_ПИСЬМЕННОЕ ЗАДАНИЕ 1_
Перечислите все строки записей, в которых встречается слово «hair», с учетом регистра букв.

_СТАТЬЯ_
○ ○ ○ ○ ○

В каждом из нас сидит строгий критик. Не так уж трудно быть строгим, но стоит ли раскрывать перед всеми свои внутренние пристрастия? При необходимости я могу высказаться — и делаю это — очень резко, когда того стоит исполнение как чужой музыки, так и моей собственной.
В молодости я был очень резок и нетерпим. Малейшее отклонение при исполнении моего произведения от того, что намечено, раздражало меня чрезвычайно.
Это длилось довольно долго и приводило к столкновениям, имевшим роковое влияние на будущее моих работ. Я чувствую, что в этом отчасти крылись проблемы с моей Четвертой симфонией, и мне больно об этом думать.
Эти и другие обстоятельства, а также, естественно, возраст несколько изменили мою позицию. Я, конечно, не стал более снисходительным, но начал выражать свою точку зрения так, чтобы не наносить исполнителю смертельного оскорбления.
Главный фактор — то, что моему мнению стали уделять больше внимания. Прежде, чтобы быть услышанным, мне приходилось доходить до крайностей. Позже музыканты начали понимать простые намеки. Мне стало легче говорить с музыкантами. Но в то же самое время и тяжелее. Почему тяжелее? Потому что, чем больше нагрузки несет простое слово, тем тяжелее оно бьет.
Я слышу много посредственных музыкантов. Очень много. Но они имеют право на существование. Меня сводят с ума только ансамбли песни и танца типа хора Красной Армии. Если бы я вдруг должен был стать министром культуры, я бы немедленно расформировал все эти ансамбли. Это был бы мой первый приказ. Меня бы, естественно, немедленно арестовали за саботаж, но разогнанные ансамбли никогда бы не возродились.

○ ○ ○ ○ ○

_ЗАПИСИ_
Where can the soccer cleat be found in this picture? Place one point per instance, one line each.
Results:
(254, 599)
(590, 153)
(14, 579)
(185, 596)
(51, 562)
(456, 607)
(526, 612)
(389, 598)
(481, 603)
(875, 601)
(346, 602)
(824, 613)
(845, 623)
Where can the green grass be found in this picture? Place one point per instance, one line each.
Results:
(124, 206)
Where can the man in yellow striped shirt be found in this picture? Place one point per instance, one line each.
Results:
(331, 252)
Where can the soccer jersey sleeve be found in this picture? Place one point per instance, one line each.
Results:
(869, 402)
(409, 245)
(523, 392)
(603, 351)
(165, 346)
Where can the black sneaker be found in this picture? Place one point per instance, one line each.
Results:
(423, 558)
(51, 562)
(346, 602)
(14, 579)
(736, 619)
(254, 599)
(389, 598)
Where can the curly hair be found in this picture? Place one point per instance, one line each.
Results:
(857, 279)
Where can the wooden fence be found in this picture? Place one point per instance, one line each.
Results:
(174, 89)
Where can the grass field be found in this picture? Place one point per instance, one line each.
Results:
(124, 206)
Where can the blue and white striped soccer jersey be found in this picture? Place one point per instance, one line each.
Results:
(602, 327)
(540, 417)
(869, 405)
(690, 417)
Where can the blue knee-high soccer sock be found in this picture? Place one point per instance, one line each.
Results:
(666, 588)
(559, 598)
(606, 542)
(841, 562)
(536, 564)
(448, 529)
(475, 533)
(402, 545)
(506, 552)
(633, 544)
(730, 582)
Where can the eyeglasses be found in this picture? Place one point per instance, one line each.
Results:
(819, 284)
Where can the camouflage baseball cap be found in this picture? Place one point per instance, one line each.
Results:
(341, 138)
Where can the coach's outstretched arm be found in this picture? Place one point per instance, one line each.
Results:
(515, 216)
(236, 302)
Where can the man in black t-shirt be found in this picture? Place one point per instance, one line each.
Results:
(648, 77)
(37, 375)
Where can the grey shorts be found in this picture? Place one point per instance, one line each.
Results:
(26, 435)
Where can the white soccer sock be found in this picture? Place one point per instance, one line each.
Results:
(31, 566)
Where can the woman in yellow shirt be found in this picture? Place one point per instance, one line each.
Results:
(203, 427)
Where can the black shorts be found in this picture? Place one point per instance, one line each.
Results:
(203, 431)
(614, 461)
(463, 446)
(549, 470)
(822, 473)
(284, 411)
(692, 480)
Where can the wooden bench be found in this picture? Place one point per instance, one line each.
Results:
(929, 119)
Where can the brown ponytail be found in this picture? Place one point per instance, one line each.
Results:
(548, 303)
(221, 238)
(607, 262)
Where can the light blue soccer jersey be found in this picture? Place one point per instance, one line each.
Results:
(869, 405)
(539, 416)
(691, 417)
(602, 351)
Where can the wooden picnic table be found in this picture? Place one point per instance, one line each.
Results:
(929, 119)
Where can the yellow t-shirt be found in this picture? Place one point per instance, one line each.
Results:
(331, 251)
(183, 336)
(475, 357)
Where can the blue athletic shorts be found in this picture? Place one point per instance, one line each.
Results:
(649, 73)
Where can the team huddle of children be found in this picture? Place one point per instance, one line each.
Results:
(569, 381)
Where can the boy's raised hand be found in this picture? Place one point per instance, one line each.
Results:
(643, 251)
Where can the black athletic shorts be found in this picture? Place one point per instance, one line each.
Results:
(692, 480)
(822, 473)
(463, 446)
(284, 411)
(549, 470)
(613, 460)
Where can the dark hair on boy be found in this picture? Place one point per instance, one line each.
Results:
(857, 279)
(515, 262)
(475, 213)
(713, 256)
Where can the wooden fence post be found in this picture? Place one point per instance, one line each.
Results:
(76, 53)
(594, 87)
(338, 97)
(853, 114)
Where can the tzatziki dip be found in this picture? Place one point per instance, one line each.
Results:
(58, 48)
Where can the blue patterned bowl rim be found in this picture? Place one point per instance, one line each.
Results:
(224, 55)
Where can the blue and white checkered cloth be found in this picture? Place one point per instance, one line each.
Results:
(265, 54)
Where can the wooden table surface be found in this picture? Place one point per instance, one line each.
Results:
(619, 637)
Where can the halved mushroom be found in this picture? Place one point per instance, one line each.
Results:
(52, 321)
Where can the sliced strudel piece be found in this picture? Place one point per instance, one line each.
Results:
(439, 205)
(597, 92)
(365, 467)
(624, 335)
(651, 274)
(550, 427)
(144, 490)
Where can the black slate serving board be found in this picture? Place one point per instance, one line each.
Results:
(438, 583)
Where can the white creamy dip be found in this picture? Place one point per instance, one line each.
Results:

○ ○ ○ ○ ○

_ПИСЬМЕННОЕ ЗАДАНИЕ 2_
Допишите продолжение текста о строгой критике музыкантов, начиная сразу после его последнего предложения.

_ПИСЬМЕННЫЙ ОТВЕТ 1_
Where can the curly hair be found in this picture? Place one point per instance, one line each.
Where can the dark hair on boy be found in this picture? Place one point per instance, one line each.

_ПИСЬМЕННЫЙ ОТВЕТ 2_
Прежде, когда я говорил, люди не придавали этому слишком много внимания, даже когда это касалось моих собственных сочинений. Чтобы преодолеть сопротивление исполнителя, мне приходилось быть более агрессивным, чем мне бы хотелось. Мне приходилось кричать там, где следовало говорить нормальным голосом.
Чаще всего я сталкивался с оскорбительной снисходительностью. Но были и весьма раздражительные граждане, которые возбуждались от моих скромных пожеланий и хамили мне.
Теперь я не выношу хамства даже со стороны так называемых великих артистов. Грубость и жестокость — качества, которые я ненавижу больше всего. Я считаю, что грубость и жестокость всегда взаимосвязаны. Один пример из многих — Сталин.
Как вы знаете, Ленин в своем «политическом завещании» [23] сказал, что Сталин имеет только один недостаток — грубость. А все остальное — в полном порядке.
Как нам слишком хорошо теперь известно, партийное руководство не ощутило потребности снять Сталина с поста главы партии, потому что, по их мнению, какой же недостаток— грубость? Напротив, она почти что похожа на доблесть.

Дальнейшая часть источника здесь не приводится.